Исходные записи:
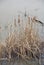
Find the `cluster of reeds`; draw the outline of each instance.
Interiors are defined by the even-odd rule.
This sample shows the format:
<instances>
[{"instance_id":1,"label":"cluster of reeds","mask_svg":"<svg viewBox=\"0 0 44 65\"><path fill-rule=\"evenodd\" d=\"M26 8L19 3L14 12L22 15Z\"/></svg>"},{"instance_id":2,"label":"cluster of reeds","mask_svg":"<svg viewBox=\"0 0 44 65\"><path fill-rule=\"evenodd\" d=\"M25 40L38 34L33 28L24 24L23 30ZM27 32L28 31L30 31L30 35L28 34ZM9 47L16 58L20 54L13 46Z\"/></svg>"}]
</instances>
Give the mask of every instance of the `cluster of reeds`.
<instances>
[{"instance_id":1,"label":"cluster of reeds","mask_svg":"<svg viewBox=\"0 0 44 65\"><path fill-rule=\"evenodd\" d=\"M18 18L18 24L20 24L20 17ZM19 34L13 32L6 39L6 51L8 52L9 58L39 58L40 38L38 33L33 29L34 18L31 20L28 18L27 22L29 23L30 28L27 26L25 27L25 30L19 28Z\"/></svg>"},{"instance_id":2,"label":"cluster of reeds","mask_svg":"<svg viewBox=\"0 0 44 65\"><path fill-rule=\"evenodd\" d=\"M14 21L14 26L17 26L16 20ZM20 24L20 16L18 17L18 25ZM23 58L23 59L32 59L39 58L40 53L40 38L38 35L38 31L36 32L33 28L34 18L28 17L28 25L25 26L25 29L22 25L22 30L19 28L19 34L15 31L13 33L9 32L9 36L6 41L6 54L7 58ZM14 27L15 29L15 27ZM2 51L3 46L0 47L0 53ZM0 54L1 55L1 54Z\"/></svg>"}]
</instances>

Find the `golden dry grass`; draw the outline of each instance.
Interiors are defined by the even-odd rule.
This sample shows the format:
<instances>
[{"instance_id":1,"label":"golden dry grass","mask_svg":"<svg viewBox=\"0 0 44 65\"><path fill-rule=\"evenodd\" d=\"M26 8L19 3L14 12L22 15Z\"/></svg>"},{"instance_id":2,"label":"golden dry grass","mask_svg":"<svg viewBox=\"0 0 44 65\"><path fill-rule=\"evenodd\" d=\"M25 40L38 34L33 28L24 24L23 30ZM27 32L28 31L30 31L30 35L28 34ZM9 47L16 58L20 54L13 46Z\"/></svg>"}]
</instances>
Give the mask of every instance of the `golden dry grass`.
<instances>
[{"instance_id":1,"label":"golden dry grass","mask_svg":"<svg viewBox=\"0 0 44 65\"><path fill-rule=\"evenodd\" d=\"M20 21L20 18L18 19L18 21ZM21 30L20 34L15 34L15 32L10 33L10 35L5 40L6 51L9 54L9 58L11 58L11 52L13 50L18 55L18 57L20 56L23 59L30 60L32 59L32 56L37 59L36 55L41 52L40 38L38 33L36 33L36 31L33 29L33 21L33 19L27 21L30 28L26 26L24 32L22 32L23 30ZM18 24L20 22L18 22ZM2 49L3 46L0 46L0 53L2 52Z\"/></svg>"}]
</instances>

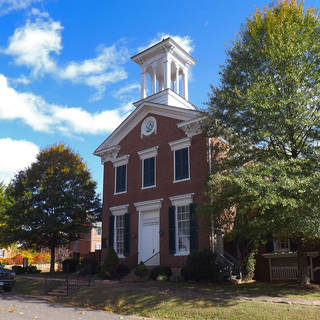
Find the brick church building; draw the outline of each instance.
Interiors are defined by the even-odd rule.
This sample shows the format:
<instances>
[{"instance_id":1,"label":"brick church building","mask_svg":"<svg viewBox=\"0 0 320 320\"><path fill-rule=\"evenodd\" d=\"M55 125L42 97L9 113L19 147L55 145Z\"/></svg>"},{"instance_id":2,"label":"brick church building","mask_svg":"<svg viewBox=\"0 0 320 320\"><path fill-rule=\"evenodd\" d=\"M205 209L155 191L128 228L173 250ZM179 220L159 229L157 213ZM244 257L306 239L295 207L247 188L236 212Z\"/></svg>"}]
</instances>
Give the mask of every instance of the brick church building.
<instances>
[{"instance_id":1,"label":"brick church building","mask_svg":"<svg viewBox=\"0 0 320 320\"><path fill-rule=\"evenodd\" d=\"M193 218L209 170L204 117L188 100L196 61L171 38L131 59L141 99L94 152L104 167L102 255L113 247L131 266L182 267L210 247L210 226Z\"/></svg>"}]
</instances>

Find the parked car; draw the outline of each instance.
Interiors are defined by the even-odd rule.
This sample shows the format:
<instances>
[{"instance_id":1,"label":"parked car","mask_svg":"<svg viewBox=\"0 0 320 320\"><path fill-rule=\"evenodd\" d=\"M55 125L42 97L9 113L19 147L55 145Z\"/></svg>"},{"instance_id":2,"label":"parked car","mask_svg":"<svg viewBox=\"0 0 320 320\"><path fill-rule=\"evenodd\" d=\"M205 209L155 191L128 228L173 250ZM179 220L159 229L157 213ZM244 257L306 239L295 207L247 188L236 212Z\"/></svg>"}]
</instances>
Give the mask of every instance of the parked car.
<instances>
[{"instance_id":1,"label":"parked car","mask_svg":"<svg viewBox=\"0 0 320 320\"><path fill-rule=\"evenodd\" d=\"M16 282L15 277L16 273L14 271L5 269L0 263L0 287L2 287L4 291L9 292L12 290Z\"/></svg>"}]
</instances>

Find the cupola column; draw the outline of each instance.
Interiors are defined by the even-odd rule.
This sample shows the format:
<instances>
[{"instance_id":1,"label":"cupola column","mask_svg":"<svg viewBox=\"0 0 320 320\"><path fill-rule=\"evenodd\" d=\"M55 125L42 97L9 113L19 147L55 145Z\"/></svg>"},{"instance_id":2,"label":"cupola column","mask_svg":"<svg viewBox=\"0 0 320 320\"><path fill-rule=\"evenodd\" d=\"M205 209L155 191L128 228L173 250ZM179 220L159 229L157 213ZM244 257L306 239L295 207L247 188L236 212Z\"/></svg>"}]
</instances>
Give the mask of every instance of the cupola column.
<instances>
[{"instance_id":1,"label":"cupola column","mask_svg":"<svg viewBox=\"0 0 320 320\"><path fill-rule=\"evenodd\" d=\"M179 66L176 65L176 85L175 85L175 92L176 94L179 94Z\"/></svg>"},{"instance_id":2,"label":"cupola column","mask_svg":"<svg viewBox=\"0 0 320 320\"><path fill-rule=\"evenodd\" d=\"M171 87L171 59L166 55L163 61L163 74L164 74L164 87L163 89L168 89Z\"/></svg>"},{"instance_id":3,"label":"cupola column","mask_svg":"<svg viewBox=\"0 0 320 320\"><path fill-rule=\"evenodd\" d=\"M147 96L147 73L146 69L143 68L141 72L141 99Z\"/></svg>"},{"instance_id":4,"label":"cupola column","mask_svg":"<svg viewBox=\"0 0 320 320\"><path fill-rule=\"evenodd\" d=\"M188 69L183 69L182 74L182 96L188 100L189 93L188 93Z\"/></svg>"},{"instance_id":5,"label":"cupola column","mask_svg":"<svg viewBox=\"0 0 320 320\"><path fill-rule=\"evenodd\" d=\"M152 84L152 94L157 92L157 65L152 65L152 76L151 76L151 84Z\"/></svg>"}]
</instances>

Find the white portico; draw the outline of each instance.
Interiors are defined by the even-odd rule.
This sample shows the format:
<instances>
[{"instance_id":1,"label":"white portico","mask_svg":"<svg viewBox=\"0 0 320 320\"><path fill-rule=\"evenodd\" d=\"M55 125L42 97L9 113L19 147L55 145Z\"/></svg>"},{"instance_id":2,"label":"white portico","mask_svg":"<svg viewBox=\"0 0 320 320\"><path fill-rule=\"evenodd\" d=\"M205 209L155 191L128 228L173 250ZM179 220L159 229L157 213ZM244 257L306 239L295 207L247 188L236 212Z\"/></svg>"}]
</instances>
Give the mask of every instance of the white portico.
<instances>
[{"instance_id":1,"label":"white portico","mask_svg":"<svg viewBox=\"0 0 320 320\"><path fill-rule=\"evenodd\" d=\"M131 58L141 66L141 100L194 109L188 102L189 67L196 63L173 39L166 38ZM147 76L150 77L148 87Z\"/></svg>"}]
</instances>

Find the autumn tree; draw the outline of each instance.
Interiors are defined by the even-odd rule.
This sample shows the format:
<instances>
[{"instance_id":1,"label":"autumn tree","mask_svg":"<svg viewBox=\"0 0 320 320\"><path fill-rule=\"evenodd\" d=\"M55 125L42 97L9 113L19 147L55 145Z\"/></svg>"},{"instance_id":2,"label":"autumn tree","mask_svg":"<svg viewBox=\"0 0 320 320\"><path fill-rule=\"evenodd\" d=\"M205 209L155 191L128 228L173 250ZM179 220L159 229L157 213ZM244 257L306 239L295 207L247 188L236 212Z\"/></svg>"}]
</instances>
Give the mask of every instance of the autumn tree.
<instances>
[{"instance_id":1,"label":"autumn tree","mask_svg":"<svg viewBox=\"0 0 320 320\"><path fill-rule=\"evenodd\" d=\"M320 237L317 12L295 0L257 9L227 51L220 76L206 128L227 142L209 181L216 225L221 212L236 206L238 239L285 232L297 243L299 281L306 283L304 248Z\"/></svg>"},{"instance_id":2,"label":"autumn tree","mask_svg":"<svg viewBox=\"0 0 320 320\"><path fill-rule=\"evenodd\" d=\"M6 210L7 241L48 247L50 272L55 249L88 232L88 223L99 219L101 202L86 164L64 144L42 150L37 160L12 181L15 200Z\"/></svg>"}]
</instances>

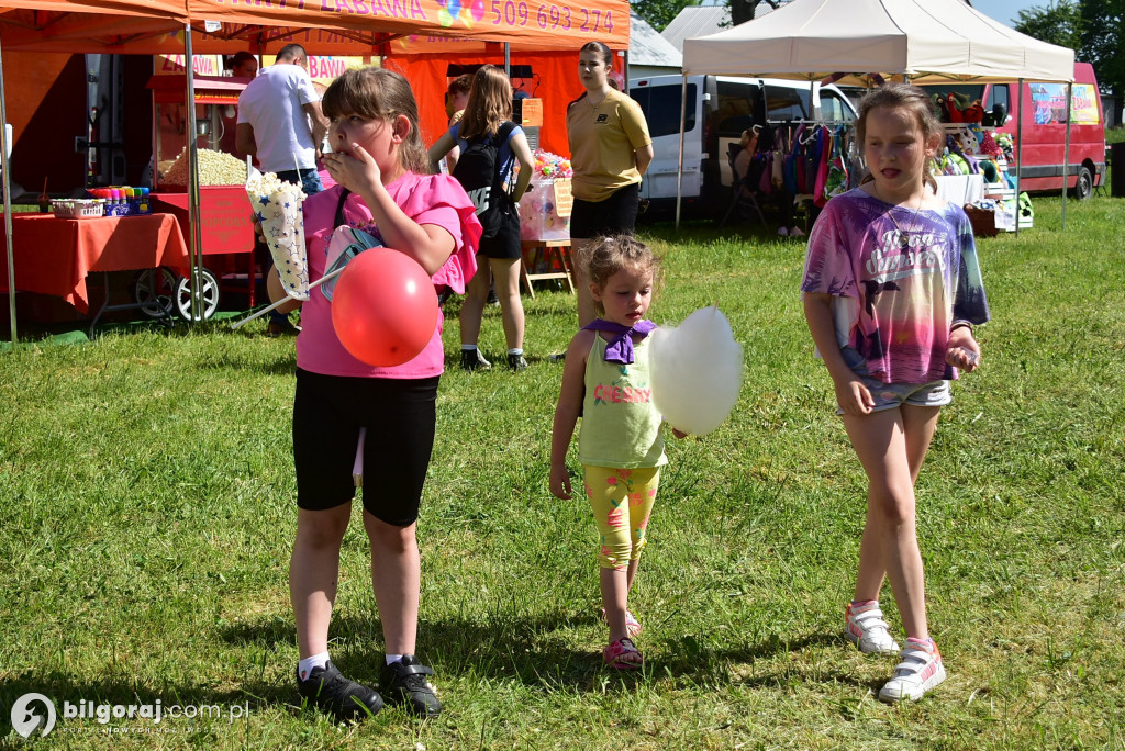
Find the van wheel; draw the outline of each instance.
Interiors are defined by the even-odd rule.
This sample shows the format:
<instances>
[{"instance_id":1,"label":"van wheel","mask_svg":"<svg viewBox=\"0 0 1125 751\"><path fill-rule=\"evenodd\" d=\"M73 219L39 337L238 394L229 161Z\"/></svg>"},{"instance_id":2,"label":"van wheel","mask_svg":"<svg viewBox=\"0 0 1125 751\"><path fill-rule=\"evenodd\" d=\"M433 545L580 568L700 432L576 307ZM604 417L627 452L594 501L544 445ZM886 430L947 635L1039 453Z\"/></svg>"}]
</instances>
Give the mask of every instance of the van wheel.
<instances>
[{"instance_id":1,"label":"van wheel","mask_svg":"<svg viewBox=\"0 0 1125 751\"><path fill-rule=\"evenodd\" d=\"M1078 182L1074 183L1074 198L1084 201L1094 194L1094 175L1088 168L1079 168Z\"/></svg>"}]
</instances>

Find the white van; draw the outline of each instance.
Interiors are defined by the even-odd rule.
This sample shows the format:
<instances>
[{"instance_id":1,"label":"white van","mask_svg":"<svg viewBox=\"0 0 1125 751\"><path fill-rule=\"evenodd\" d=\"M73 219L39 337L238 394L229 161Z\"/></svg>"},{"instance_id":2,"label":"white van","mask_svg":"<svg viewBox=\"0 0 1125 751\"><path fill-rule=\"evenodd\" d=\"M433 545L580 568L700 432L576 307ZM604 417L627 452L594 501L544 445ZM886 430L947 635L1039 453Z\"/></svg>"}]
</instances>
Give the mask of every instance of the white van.
<instances>
[{"instance_id":1,"label":"white van","mask_svg":"<svg viewBox=\"0 0 1125 751\"><path fill-rule=\"evenodd\" d=\"M649 200L647 217L675 211L680 162L680 114L683 76L654 75L629 82L648 120L655 157L640 196ZM819 112L810 106L817 96ZM722 216L732 175L727 156L742 130L762 123L819 119L849 123L855 108L835 85L783 79L691 75L684 125L683 202L685 216Z\"/></svg>"}]
</instances>

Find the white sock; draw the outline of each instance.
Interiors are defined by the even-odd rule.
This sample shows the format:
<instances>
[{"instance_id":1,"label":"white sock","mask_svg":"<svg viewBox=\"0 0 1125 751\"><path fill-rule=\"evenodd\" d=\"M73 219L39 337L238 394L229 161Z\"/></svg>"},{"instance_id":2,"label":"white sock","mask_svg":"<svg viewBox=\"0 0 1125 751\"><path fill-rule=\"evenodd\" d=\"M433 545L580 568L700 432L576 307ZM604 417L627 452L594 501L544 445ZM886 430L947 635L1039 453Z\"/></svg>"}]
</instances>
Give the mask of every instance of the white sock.
<instances>
[{"instance_id":1,"label":"white sock","mask_svg":"<svg viewBox=\"0 0 1125 751\"><path fill-rule=\"evenodd\" d=\"M305 658L297 663L297 675L300 676L302 680L308 680L309 673L313 672L313 668L323 668L328 663L328 653L321 652L320 654L314 654L310 658Z\"/></svg>"}]
</instances>

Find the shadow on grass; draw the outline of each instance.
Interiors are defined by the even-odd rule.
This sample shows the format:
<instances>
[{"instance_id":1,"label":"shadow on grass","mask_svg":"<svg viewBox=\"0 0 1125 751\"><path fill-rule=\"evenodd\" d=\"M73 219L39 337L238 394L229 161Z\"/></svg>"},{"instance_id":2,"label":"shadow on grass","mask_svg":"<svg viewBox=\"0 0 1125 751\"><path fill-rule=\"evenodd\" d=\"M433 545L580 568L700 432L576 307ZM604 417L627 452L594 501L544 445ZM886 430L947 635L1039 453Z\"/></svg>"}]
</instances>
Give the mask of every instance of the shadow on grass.
<instances>
[{"instance_id":1,"label":"shadow on grass","mask_svg":"<svg viewBox=\"0 0 1125 751\"><path fill-rule=\"evenodd\" d=\"M876 688L844 671L826 671L801 661L777 659L821 646L845 649L837 635L812 633L784 640L777 634L753 644L709 649L691 636L662 641L649 649L659 658L642 671L616 671L604 667L601 644L590 649L572 645L575 630L597 626L596 615L554 610L539 616L505 617L483 614L476 619L423 621L418 655L442 676L487 681L519 681L547 691L604 693L630 690L645 681L667 676L688 685L778 687L803 682L836 682ZM290 622L277 617L243 621L226 627L220 637L233 644L294 643ZM381 624L370 617L342 613L331 628L332 659L356 680L375 682L384 662ZM641 643L644 648L645 644ZM749 668L745 668L749 666ZM269 687L248 686L248 694L264 696ZM284 694L284 691L282 691Z\"/></svg>"}]
</instances>

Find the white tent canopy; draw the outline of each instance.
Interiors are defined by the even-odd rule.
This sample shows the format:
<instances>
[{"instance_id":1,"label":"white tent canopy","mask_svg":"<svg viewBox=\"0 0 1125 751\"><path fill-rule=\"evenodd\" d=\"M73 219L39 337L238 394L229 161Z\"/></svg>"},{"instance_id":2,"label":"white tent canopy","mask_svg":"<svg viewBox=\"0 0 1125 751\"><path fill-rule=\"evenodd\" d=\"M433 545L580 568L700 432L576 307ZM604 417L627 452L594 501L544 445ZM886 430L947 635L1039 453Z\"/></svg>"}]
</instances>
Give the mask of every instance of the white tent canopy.
<instances>
[{"instance_id":1,"label":"white tent canopy","mask_svg":"<svg viewBox=\"0 0 1125 751\"><path fill-rule=\"evenodd\" d=\"M763 18L684 40L684 74L814 81L868 73L942 81L1072 81L1074 52L1008 28L964 0L793 0Z\"/></svg>"}]
</instances>

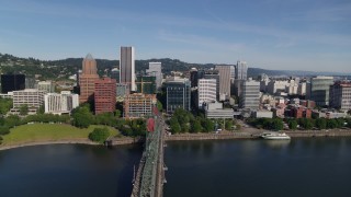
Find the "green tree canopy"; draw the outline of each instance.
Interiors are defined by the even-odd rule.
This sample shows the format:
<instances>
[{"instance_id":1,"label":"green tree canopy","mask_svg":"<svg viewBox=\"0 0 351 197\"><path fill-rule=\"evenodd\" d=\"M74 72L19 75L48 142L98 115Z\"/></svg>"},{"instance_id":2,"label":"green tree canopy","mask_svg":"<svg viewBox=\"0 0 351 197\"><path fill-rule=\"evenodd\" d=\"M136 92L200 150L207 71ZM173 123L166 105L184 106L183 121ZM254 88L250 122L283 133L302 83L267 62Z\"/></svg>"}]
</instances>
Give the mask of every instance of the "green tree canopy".
<instances>
[{"instance_id":1,"label":"green tree canopy","mask_svg":"<svg viewBox=\"0 0 351 197\"><path fill-rule=\"evenodd\" d=\"M94 128L92 132L89 134L89 139L91 141L104 142L110 136L107 128Z\"/></svg>"},{"instance_id":2,"label":"green tree canopy","mask_svg":"<svg viewBox=\"0 0 351 197\"><path fill-rule=\"evenodd\" d=\"M200 132L202 131L202 126L197 119L193 120L190 127L191 132Z\"/></svg>"},{"instance_id":3,"label":"green tree canopy","mask_svg":"<svg viewBox=\"0 0 351 197\"><path fill-rule=\"evenodd\" d=\"M29 114L29 105L24 104L20 106L20 115L25 116Z\"/></svg>"},{"instance_id":4,"label":"green tree canopy","mask_svg":"<svg viewBox=\"0 0 351 197\"><path fill-rule=\"evenodd\" d=\"M203 118L201 121L201 125L202 125L204 132L211 132L215 128L215 124L211 119L207 119L207 118Z\"/></svg>"},{"instance_id":5,"label":"green tree canopy","mask_svg":"<svg viewBox=\"0 0 351 197\"><path fill-rule=\"evenodd\" d=\"M316 119L316 127L318 129L326 129L327 128L327 120L326 118L317 118Z\"/></svg>"},{"instance_id":6,"label":"green tree canopy","mask_svg":"<svg viewBox=\"0 0 351 197\"><path fill-rule=\"evenodd\" d=\"M5 115L12 107L11 99L1 99L0 97L0 115Z\"/></svg>"},{"instance_id":7,"label":"green tree canopy","mask_svg":"<svg viewBox=\"0 0 351 197\"><path fill-rule=\"evenodd\" d=\"M336 119L327 119L327 128L333 129L338 127L338 121Z\"/></svg>"},{"instance_id":8,"label":"green tree canopy","mask_svg":"<svg viewBox=\"0 0 351 197\"><path fill-rule=\"evenodd\" d=\"M0 135L8 135L10 134L10 128L8 126L0 126Z\"/></svg>"},{"instance_id":9,"label":"green tree canopy","mask_svg":"<svg viewBox=\"0 0 351 197\"><path fill-rule=\"evenodd\" d=\"M93 124L94 117L90 112L89 105L82 105L72 111L73 126L88 128Z\"/></svg>"},{"instance_id":10,"label":"green tree canopy","mask_svg":"<svg viewBox=\"0 0 351 197\"><path fill-rule=\"evenodd\" d=\"M226 120L226 130L233 130L233 120L231 119Z\"/></svg>"},{"instance_id":11,"label":"green tree canopy","mask_svg":"<svg viewBox=\"0 0 351 197\"><path fill-rule=\"evenodd\" d=\"M178 123L178 119L176 117L172 117L170 119L170 128L172 134L179 134L181 131L180 124Z\"/></svg>"},{"instance_id":12,"label":"green tree canopy","mask_svg":"<svg viewBox=\"0 0 351 197\"><path fill-rule=\"evenodd\" d=\"M291 119L287 125L288 125L288 128L292 129L292 130L296 130L297 129L296 119Z\"/></svg>"}]
</instances>

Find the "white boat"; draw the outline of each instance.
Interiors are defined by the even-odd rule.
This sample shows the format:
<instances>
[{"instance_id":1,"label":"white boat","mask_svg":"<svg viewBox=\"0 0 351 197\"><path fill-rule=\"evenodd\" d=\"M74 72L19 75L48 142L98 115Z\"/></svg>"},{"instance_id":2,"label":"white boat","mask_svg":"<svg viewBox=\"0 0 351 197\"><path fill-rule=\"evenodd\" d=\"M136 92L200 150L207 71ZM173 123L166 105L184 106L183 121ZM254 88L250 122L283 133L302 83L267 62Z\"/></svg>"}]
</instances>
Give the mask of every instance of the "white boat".
<instances>
[{"instance_id":1,"label":"white boat","mask_svg":"<svg viewBox=\"0 0 351 197\"><path fill-rule=\"evenodd\" d=\"M290 140L290 136L287 136L285 132L263 132L261 135L263 139L269 139L269 140Z\"/></svg>"}]
</instances>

Цель задания: Выпишите из записей выше все строки, содержащие строку «portico». Регистр букв учитывается.

Письменный ответ:
Find the white portico; draw the outline of each instance.
[{"instance_id":1,"label":"white portico","mask_svg":"<svg viewBox=\"0 0 320 320\"><path fill-rule=\"evenodd\" d=\"M55 125L42 97L9 113L19 147L55 145Z\"/></svg>"},{"instance_id":2,"label":"white portico","mask_svg":"<svg viewBox=\"0 0 320 320\"><path fill-rule=\"evenodd\" d=\"M205 209L155 191L128 228L173 250ZM179 220L159 229L157 213ZM244 257L306 239L295 207L247 188L236 212Z\"/></svg>"}]
Give the mask of every instance of the white portico.
[{"instance_id":1,"label":"white portico","mask_svg":"<svg viewBox=\"0 0 320 320\"><path fill-rule=\"evenodd\" d=\"M131 58L141 66L141 100L194 109L188 102L189 67L196 63L173 39L166 38ZM147 76L150 77L148 87Z\"/></svg>"}]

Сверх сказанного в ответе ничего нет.